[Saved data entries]
-- -- --

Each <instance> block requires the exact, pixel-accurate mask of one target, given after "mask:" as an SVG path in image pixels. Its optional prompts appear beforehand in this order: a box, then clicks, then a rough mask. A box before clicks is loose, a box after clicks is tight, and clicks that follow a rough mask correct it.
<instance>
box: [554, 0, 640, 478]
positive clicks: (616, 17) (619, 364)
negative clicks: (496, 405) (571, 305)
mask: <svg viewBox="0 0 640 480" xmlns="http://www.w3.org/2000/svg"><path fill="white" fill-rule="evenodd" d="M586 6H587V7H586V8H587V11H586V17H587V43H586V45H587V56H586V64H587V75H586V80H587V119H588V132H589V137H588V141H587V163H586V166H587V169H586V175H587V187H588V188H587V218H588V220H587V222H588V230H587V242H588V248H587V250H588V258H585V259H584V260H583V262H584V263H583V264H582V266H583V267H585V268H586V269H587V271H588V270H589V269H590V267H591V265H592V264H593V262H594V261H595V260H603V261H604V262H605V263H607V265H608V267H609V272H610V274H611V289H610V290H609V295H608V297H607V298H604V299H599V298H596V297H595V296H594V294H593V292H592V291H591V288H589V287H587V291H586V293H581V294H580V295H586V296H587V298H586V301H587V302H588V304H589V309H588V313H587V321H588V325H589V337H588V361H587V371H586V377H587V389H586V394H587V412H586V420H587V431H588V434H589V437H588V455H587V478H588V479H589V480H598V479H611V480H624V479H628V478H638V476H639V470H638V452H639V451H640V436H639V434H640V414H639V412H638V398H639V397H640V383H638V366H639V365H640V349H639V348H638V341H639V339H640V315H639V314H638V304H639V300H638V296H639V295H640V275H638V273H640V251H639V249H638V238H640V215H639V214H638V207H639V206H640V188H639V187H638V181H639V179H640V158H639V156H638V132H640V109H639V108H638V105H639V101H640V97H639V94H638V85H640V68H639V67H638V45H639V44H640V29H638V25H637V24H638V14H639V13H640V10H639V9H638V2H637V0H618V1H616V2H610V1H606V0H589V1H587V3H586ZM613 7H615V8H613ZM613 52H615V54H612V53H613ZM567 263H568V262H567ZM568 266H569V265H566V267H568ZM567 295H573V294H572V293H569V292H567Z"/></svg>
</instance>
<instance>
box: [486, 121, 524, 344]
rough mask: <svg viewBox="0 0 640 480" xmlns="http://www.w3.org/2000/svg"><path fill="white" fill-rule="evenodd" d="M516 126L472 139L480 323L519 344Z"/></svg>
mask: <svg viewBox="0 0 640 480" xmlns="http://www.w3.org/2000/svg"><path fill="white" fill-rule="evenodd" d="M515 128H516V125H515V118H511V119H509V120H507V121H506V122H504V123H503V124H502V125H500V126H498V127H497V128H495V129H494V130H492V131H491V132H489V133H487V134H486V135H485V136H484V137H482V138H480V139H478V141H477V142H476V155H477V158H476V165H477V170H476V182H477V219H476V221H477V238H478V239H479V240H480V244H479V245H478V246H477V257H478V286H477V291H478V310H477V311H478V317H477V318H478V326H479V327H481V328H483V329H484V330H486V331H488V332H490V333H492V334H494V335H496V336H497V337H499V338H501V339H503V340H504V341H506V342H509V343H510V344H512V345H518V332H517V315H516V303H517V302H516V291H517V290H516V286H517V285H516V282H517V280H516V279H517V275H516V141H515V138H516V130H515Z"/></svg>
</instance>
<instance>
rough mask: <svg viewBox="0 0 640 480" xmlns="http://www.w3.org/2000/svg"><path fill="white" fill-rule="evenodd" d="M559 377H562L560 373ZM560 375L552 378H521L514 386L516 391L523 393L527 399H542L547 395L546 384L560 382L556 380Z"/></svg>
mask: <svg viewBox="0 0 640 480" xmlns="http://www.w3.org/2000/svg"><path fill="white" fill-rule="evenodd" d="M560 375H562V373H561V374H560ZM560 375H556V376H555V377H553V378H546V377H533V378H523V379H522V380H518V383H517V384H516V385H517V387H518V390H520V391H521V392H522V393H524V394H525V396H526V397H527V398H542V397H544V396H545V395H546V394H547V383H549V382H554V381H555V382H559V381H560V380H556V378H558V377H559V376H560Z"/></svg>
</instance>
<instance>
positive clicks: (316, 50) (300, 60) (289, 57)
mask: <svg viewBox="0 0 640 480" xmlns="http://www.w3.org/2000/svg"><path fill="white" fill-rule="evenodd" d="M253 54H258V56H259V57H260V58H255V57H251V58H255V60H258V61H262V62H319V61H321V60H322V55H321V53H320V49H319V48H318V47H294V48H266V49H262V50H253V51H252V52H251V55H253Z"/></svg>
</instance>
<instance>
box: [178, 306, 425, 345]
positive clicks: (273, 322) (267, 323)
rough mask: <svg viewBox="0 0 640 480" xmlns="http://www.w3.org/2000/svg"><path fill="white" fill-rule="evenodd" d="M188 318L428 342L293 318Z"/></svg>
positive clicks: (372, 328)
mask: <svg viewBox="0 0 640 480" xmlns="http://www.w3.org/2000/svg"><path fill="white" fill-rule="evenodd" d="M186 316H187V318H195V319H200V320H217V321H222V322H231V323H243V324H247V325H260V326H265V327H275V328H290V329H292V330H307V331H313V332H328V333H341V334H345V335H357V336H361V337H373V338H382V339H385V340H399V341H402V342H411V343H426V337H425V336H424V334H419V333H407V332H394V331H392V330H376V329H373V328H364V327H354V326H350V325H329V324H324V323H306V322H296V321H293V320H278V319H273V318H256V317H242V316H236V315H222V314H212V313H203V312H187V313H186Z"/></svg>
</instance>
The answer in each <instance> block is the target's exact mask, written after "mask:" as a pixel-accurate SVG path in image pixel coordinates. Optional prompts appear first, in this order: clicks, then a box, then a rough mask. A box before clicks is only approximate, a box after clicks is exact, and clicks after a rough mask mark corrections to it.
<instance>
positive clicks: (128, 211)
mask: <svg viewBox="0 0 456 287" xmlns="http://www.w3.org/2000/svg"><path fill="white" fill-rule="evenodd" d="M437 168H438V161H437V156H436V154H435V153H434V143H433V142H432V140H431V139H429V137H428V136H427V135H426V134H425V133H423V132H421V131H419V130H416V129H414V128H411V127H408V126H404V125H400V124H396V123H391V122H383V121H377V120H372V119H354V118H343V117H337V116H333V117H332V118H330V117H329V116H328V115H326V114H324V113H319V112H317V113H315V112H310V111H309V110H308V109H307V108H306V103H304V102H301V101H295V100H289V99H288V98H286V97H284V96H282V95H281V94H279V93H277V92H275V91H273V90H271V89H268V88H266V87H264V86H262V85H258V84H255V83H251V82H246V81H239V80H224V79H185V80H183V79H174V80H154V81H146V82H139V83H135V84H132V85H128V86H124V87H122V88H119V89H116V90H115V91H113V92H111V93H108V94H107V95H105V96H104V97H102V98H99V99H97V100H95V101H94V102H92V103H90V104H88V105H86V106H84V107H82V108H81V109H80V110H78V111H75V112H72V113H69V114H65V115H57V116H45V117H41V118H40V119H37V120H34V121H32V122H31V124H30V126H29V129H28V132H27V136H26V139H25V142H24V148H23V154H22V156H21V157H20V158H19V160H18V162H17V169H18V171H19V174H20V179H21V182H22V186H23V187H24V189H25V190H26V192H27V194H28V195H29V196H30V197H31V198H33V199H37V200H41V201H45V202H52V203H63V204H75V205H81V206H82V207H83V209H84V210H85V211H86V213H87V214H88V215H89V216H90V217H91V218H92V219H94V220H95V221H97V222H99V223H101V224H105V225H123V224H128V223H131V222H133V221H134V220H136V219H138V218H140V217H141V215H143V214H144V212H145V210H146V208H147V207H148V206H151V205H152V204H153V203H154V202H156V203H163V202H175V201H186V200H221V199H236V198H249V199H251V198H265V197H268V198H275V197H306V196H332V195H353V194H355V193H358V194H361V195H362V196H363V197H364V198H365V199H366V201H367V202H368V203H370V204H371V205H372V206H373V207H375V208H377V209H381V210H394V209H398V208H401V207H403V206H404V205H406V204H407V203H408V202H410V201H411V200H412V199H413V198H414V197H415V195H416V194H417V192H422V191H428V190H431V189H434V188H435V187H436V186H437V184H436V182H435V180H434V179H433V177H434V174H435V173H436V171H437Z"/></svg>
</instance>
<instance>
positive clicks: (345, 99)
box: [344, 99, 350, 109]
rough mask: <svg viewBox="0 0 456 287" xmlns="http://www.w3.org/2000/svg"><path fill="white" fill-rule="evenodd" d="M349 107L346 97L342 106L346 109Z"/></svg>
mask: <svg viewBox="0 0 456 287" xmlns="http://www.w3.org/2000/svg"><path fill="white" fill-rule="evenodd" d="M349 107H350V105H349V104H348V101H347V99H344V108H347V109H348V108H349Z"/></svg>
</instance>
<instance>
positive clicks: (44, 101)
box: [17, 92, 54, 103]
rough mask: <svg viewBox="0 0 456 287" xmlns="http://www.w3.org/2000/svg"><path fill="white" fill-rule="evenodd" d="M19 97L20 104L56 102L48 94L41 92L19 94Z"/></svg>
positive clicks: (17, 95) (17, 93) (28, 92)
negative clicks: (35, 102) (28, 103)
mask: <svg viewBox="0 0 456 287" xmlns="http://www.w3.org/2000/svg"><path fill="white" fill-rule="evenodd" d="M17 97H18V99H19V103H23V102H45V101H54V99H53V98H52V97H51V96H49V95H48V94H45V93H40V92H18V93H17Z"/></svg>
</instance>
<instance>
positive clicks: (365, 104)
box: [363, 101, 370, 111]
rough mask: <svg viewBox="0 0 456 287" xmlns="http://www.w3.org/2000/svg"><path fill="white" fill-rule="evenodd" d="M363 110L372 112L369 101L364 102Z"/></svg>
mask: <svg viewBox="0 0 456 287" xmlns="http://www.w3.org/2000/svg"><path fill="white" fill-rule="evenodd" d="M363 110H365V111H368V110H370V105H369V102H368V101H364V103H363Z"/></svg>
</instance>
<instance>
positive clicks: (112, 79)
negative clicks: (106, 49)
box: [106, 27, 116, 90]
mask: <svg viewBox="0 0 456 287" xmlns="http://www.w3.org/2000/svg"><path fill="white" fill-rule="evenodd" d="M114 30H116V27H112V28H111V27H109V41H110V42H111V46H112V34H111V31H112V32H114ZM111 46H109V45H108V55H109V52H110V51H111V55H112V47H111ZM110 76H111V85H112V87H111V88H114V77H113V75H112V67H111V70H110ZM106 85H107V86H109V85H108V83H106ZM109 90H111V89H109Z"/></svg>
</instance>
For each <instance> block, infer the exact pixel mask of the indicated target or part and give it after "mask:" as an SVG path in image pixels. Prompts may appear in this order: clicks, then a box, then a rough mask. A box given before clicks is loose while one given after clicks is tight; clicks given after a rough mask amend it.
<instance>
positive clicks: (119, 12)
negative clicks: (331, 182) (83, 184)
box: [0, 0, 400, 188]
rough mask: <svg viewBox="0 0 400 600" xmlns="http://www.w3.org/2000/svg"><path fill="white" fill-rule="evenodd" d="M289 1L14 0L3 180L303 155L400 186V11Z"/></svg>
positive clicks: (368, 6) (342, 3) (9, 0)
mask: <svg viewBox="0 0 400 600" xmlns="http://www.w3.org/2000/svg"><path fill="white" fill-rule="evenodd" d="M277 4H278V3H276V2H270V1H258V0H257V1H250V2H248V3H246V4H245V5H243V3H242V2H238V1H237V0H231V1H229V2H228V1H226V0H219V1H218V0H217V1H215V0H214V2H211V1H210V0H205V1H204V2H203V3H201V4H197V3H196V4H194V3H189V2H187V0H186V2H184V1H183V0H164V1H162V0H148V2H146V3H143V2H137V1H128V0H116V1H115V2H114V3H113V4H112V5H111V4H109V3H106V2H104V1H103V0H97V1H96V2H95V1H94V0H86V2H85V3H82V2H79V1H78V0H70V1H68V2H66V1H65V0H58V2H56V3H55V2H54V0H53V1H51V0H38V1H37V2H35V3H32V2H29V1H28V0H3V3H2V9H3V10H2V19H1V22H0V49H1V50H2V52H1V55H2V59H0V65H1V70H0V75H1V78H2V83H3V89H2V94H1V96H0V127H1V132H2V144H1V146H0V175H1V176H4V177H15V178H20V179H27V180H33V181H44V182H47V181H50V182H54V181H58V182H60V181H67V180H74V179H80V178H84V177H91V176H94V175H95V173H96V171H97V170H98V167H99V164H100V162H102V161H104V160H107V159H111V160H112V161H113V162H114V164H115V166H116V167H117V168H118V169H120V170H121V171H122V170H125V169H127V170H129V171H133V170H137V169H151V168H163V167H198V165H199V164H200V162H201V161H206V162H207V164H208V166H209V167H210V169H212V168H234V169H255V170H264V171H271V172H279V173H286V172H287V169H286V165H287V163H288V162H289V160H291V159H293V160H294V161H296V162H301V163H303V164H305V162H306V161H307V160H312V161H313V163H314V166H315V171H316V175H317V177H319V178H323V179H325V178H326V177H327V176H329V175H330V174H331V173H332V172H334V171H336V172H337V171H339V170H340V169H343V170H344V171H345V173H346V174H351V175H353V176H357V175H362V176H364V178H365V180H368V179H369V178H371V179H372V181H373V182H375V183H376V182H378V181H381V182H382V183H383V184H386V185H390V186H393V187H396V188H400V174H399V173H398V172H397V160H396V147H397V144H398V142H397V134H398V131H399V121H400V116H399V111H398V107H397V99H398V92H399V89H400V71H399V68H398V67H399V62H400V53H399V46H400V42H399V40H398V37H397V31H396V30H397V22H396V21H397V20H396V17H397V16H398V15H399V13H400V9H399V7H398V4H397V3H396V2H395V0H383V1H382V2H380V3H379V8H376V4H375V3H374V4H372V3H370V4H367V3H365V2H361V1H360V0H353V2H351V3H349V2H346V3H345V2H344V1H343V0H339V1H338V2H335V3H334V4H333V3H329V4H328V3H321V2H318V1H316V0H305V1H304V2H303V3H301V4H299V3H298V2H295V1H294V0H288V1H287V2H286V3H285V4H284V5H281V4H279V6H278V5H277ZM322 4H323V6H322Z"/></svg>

-- -- --

• _Instructions for the task_:
Duplicate the records from the start through the line containing "negative clicks: (496, 405) (571, 305)", including both ends.

• _Answer to the problem_:
Each <instance> block requires the exact, pixel-accurate mask of one target, given after "mask:" as an SVG path in image pixels. Its optional prompts appear beforehand in this order: a box, then clicks, then a rough mask. A box before clicks is loose, a box after clicks is tight, and clicks that follow a rough mask correct it.
<instance>
box: [554, 0, 640, 478]
positive clicks: (616, 17) (619, 364)
negative clicks: (496, 405) (571, 305)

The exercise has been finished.